Stored data entries:
==========

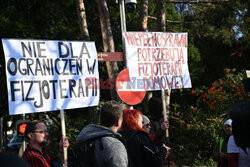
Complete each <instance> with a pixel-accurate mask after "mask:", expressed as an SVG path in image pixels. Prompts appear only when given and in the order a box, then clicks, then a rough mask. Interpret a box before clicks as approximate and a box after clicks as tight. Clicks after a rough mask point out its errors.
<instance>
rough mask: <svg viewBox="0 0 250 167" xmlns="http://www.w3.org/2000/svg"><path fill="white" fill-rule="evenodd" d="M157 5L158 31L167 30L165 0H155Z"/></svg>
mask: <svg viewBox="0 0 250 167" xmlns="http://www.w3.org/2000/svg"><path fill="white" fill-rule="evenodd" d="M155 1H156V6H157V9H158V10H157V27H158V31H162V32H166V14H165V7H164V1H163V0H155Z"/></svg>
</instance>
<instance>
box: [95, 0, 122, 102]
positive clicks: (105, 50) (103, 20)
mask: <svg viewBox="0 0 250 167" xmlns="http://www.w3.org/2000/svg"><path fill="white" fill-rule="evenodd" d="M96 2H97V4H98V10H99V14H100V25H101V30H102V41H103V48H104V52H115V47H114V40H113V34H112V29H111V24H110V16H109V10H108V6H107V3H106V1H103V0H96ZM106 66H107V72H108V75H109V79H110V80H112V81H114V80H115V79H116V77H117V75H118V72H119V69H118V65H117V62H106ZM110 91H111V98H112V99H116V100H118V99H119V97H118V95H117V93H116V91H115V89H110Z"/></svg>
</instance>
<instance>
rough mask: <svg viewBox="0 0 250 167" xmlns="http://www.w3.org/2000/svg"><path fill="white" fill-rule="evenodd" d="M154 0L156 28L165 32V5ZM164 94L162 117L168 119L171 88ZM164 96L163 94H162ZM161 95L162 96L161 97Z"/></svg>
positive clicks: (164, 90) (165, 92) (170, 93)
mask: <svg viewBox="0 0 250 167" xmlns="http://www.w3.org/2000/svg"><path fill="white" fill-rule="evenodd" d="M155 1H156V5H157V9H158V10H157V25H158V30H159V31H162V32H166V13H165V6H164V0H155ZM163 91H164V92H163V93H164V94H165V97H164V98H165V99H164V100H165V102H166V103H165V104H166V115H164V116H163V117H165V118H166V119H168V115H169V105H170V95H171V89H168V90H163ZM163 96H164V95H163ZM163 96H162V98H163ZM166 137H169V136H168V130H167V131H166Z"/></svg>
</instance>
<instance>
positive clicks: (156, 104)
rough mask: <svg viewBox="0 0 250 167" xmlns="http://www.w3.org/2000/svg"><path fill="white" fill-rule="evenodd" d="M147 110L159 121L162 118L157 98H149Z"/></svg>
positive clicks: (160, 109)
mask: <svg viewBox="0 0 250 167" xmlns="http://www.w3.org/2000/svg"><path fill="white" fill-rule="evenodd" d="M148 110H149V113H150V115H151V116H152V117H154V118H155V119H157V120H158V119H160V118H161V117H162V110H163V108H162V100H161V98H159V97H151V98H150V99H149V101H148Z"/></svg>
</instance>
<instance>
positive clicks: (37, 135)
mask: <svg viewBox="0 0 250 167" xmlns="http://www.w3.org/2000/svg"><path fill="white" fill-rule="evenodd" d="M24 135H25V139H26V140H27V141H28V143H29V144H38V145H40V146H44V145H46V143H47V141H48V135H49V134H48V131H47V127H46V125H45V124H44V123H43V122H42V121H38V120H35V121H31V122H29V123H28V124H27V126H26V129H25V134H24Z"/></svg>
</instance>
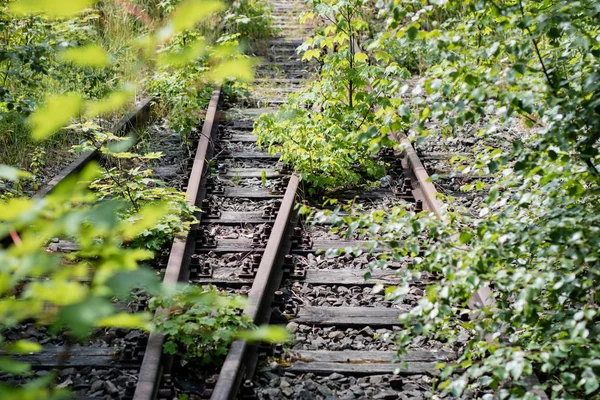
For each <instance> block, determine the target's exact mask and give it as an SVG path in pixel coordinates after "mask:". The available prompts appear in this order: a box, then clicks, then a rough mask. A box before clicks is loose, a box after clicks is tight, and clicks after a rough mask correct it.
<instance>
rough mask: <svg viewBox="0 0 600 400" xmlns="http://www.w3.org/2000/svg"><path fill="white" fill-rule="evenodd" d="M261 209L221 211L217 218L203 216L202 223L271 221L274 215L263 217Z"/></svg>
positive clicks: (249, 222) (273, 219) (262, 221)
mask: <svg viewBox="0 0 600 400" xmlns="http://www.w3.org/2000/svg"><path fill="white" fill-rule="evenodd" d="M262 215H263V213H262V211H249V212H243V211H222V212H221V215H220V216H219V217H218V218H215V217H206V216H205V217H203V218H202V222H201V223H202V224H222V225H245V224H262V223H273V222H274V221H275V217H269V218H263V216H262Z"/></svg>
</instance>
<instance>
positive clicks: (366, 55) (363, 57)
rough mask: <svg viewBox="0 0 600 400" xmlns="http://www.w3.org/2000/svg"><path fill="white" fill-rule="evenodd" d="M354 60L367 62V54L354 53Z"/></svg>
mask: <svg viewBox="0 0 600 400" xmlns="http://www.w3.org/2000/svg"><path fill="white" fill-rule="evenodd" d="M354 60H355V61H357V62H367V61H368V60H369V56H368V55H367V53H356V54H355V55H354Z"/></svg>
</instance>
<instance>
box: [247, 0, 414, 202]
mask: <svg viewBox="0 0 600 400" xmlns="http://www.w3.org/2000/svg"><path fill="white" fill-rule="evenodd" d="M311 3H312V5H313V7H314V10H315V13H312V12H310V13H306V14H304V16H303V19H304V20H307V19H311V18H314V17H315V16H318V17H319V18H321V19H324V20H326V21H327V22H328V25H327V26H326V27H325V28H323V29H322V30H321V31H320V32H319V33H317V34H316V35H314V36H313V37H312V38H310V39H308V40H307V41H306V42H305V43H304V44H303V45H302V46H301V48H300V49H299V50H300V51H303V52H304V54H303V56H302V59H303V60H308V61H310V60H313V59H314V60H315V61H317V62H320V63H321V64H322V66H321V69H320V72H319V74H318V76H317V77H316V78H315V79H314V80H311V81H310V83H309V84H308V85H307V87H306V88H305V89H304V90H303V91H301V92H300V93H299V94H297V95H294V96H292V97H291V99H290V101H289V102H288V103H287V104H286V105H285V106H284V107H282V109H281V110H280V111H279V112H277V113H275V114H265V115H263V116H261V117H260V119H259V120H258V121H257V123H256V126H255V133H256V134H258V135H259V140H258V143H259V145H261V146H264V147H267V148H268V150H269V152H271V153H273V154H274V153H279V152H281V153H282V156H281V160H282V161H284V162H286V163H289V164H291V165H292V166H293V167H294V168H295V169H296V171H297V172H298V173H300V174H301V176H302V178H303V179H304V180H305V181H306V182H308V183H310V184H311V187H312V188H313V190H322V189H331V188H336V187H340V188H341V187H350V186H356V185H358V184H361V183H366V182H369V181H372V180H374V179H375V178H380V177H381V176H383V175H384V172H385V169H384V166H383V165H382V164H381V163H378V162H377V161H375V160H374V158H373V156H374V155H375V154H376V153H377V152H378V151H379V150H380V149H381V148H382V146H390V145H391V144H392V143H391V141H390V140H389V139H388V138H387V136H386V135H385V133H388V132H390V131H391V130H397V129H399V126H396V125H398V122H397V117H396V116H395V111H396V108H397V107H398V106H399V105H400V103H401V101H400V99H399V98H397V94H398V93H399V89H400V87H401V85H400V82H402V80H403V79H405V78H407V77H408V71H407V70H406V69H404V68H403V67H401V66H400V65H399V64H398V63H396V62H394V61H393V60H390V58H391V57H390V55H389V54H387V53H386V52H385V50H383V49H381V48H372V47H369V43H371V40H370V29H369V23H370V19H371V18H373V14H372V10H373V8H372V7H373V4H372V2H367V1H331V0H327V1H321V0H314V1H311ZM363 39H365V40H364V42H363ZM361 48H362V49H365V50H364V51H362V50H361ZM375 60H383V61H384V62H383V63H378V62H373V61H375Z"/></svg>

==========

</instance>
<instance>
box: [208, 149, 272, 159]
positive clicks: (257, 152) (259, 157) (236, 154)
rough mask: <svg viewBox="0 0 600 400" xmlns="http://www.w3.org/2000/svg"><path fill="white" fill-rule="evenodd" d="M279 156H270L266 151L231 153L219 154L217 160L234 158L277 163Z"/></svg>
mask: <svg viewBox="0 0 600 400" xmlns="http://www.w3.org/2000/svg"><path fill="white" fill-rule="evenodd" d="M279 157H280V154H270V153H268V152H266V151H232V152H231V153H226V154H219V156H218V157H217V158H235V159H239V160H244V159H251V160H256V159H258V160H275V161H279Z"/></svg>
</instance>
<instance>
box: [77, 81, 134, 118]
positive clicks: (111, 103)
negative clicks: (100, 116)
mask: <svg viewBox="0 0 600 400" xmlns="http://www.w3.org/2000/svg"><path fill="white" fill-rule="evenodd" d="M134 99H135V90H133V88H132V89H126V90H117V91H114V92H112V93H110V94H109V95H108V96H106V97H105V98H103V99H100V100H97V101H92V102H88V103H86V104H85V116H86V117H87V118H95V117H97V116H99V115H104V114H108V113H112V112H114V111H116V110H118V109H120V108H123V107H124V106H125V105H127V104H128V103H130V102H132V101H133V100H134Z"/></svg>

==========

• [Brief]: Please pull out every row above that contains the string "appear", treating uppercase and lowercase as different.

• [The answer]:
Complete each <instance> with a pixel-accurate mask after "mask:", expressed as an SVG path in image pixels. Prompts appear only when given and in the order a box, then clicks, then a rough mask. Interpret a box before clicks as approximate and a box after clicks as tight. Clicks after a rough mask point out its errors.
For each <instance> block, determine the target's exact mask and give it as an SVG path in pixel coordinates after "mask:". The available prompts appear in this order: a box, then clicks, then a rough mask. A box before clicks is loose, a box after clicks is tight, and clicks after a rough mask correct it.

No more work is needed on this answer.